■ Work request ■
For the entries that follow, give the number of lines holding the string "shallow" and nothing more.

====

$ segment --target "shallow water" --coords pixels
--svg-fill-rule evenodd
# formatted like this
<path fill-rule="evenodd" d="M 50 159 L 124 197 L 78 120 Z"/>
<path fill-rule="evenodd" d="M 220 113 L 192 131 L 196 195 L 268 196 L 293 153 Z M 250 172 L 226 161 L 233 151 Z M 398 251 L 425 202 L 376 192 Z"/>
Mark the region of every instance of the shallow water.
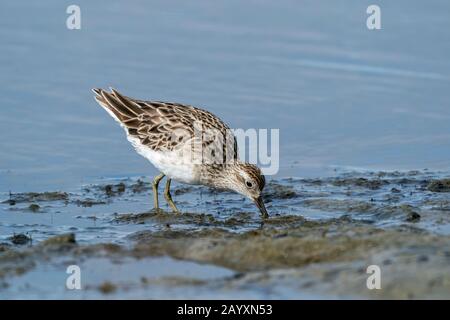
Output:
<path fill-rule="evenodd" d="M 330 166 L 448 169 L 448 1 L 3 1 L 0 191 L 151 175 L 90 89 L 280 129 L 280 176 Z M 237 8 L 239 8 L 237 10 Z M 124 19 L 123 17 L 126 17 Z"/>
<path fill-rule="evenodd" d="M 142 262 L 126 253 L 118 265 L 110 255 L 80 258 L 69 250 L 61 262 L 49 253 L 48 261 L 21 266 L 25 273 L 13 271 L 18 276 L 6 280 L 0 297 L 105 297 L 98 286 L 110 278 L 116 289 L 106 297 L 116 298 L 411 298 L 413 292 L 429 297 L 447 289 L 436 280 L 446 270 L 442 266 L 449 265 L 440 260 L 447 253 L 428 237 L 447 244 L 449 193 L 428 186 L 450 176 L 450 4 L 377 3 L 380 31 L 366 28 L 370 1 L 346 1 L 345 6 L 332 0 L 105 6 L 83 0 L 77 2 L 82 29 L 70 31 L 66 6 L 59 1 L 3 1 L 0 260 L 5 260 L 0 261 L 0 284 L 4 272 L 10 275 L 8 254 L 37 250 L 39 256 L 43 241 L 65 233 L 74 233 L 81 248 L 107 243 L 133 251 L 156 236 L 167 239 L 168 247 L 159 248 L 157 257 L 152 248 Z M 178 184 L 174 198 L 185 215 L 151 211 L 149 181 L 155 169 L 132 150 L 92 98 L 92 87 L 108 86 L 129 96 L 205 107 L 232 128 L 280 129 L 280 170 L 269 177 L 266 189 L 271 220 L 262 224 L 254 205 L 239 195 Z M 222 239 L 220 232 L 227 232 L 223 236 L 230 241 L 268 232 L 269 238 L 287 237 L 298 245 L 291 234 L 305 232 L 317 237 L 315 246 L 322 232 L 335 234 L 339 242 L 361 225 L 369 239 L 356 239 L 377 243 L 370 257 L 359 255 L 352 243 L 343 244 L 350 257 L 327 258 L 333 257 L 327 248 L 292 261 L 263 256 L 261 261 L 268 261 L 263 271 L 244 262 L 227 265 L 207 249 L 205 256 L 183 256 L 169 241 L 193 235 L 201 240 L 194 244 L 202 245 Z M 411 245 L 412 253 L 370 238 L 379 230 L 393 243 Z M 18 234 L 26 237 L 11 238 Z M 411 238 L 404 239 L 405 234 Z M 13 244 L 14 239 L 27 243 Z M 277 250 L 289 251 L 280 246 Z M 7 254 L 1 254 L 3 247 Z M 242 247 L 250 248 L 245 242 Z M 417 270 L 425 280 L 411 288 L 398 280 L 407 277 L 392 276 L 392 285 L 403 291 L 387 289 L 379 296 L 355 289 L 358 282 L 346 282 L 352 272 L 358 274 L 355 279 L 363 277 L 359 270 L 370 259 L 387 261 L 391 255 L 412 283 Z M 417 256 L 419 262 L 404 255 Z M 428 264 L 421 264 L 422 256 Z M 88 270 L 90 289 L 65 291 L 61 281 L 69 260 Z M 177 276 L 178 268 L 199 273 L 182 284 L 167 279 L 142 284 L 137 275 L 118 283 L 112 279 L 120 270 L 144 272 L 147 264 L 149 273 L 158 274 L 159 262 L 174 270 L 169 276 Z M 108 266 L 110 271 L 99 276 Z M 204 268 L 217 278 L 205 282 Z M 336 271 L 332 281 L 329 270 Z M 326 283 L 342 286 L 330 290 Z"/>
<path fill-rule="evenodd" d="M 68 274 L 64 272 L 67 263 L 70 261 L 62 259 L 55 265 L 42 265 L 35 268 L 18 281 L 14 281 L 6 293 L 0 292 L 0 298 L 16 296 L 24 299 L 89 299 L 101 297 L 99 290 L 109 290 L 108 295 L 105 296 L 108 299 L 142 299 L 142 297 L 198 299 L 202 295 L 204 299 L 207 299 L 211 290 L 205 290 L 202 293 L 202 290 L 195 290 L 196 285 L 233 275 L 225 268 L 171 258 L 142 260 L 125 258 L 116 261 L 94 258 L 80 265 L 83 276 L 85 275 L 83 281 L 89 285 L 83 290 L 67 290 L 65 282 Z M 45 278 L 45 281 L 36 281 L 41 277 Z M 186 282 L 184 286 L 183 280 Z M 181 288 L 177 286 L 177 282 L 181 284 Z M 105 289 L 108 288 L 105 283 L 114 283 L 114 287 Z M 186 290 L 189 285 L 193 288 Z M 221 295 L 218 294 L 217 297 Z"/>

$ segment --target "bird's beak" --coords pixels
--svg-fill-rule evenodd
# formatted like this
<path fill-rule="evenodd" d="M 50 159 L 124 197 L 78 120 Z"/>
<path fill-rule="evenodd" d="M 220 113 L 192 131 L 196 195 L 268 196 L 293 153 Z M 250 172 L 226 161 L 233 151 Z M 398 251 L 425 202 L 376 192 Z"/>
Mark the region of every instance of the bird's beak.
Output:
<path fill-rule="evenodd" d="M 268 218 L 269 214 L 267 213 L 267 209 L 266 209 L 266 206 L 264 205 L 263 198 L 260 196 L 260 197 L 256 198 L 254 201 L 255 201 L 256 206 L 259 208 L 259 211 L 261 211 L 261 216 L 263 218 Z"/>

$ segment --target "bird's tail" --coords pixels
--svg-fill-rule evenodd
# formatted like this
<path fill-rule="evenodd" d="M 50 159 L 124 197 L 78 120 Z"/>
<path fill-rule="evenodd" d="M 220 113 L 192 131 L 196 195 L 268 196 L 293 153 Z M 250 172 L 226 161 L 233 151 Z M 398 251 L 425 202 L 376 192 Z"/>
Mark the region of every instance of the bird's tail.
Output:
<path fill-rule="evenodd" d="M 121 125 L 133 128 L 136 118 L 143 112 L 140 106 L 111 88 L 111 92 L 94 88 L 95 100 Z"/>

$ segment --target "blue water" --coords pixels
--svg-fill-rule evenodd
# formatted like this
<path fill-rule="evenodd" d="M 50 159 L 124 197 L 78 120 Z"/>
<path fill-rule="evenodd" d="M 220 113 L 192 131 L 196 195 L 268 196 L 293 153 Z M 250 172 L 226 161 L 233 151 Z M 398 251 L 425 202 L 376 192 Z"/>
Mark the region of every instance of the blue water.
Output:
<path fill-rule="evenodd" d="M 279 128 L 279 176 L 450 167 L 450 2 L 72 1 L 0 5 L 0 192 L 153 175 L 92 98 L 113 86 Z"/>

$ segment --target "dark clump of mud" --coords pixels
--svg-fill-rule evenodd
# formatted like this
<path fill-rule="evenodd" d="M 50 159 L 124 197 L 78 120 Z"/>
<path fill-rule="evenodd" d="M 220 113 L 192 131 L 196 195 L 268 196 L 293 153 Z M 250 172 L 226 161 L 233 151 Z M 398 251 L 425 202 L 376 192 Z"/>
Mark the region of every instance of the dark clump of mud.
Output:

====

■ Exercise output ■
2